Task goal:
Answer these questions about the passage on diabetes and insulin prices below.
(a) What does the writer say every other type 1 they know wears on their arm?
(b) For how long did the writer complain before perspective kicked in?
(c) By what percentage did the price of Eli Lilly's Humalog rise, and over which years?

Passage provided:
BEGIN
Again, I get it. Times are tight, but every other type 1 I know sports one of those FGM thingies on their arm, included blasted Theresa May. (Admittedly, I don’t know that many type 1s.)

Here’s the thing—I never envy other people their non-diabetes status. A long time ago, my brain must have told my heart jealousy over the impossibility/unlikeliness of a cure in my lifetime was too much of a wasted effort. But when I read of other diabetics and their access to the latest tools and tech, I glow so green I’m practically radioactive.

The blessings of perspective

Fortunately, perspective kicked in after twenty minutes or so of mumping and moaning to myself. In the US, two senators have launched an investigation into rising insulin prices (585 percent from 2001 to 2015 for Eli Lilly’s Humalog, for instance), and this in the world’s wealthiest country. Many people have tried swapping insulin types and brands, changing to something that might not work as well for them or worse, stopping it or rationing it.
END
Dataset content:
BEGIN
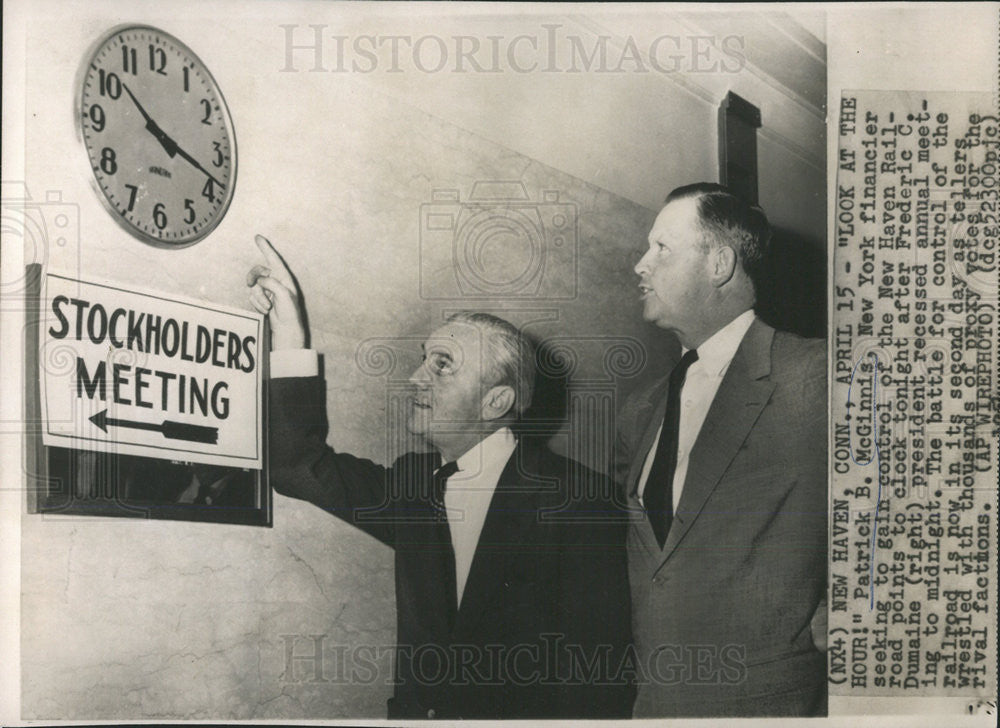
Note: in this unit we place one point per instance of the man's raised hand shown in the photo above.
(274, 293)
END
The completed task:
(a) One of those FGM thingies.
(b) Twenty minutes or so.
(c) 585 percent, from 2001 to 2015.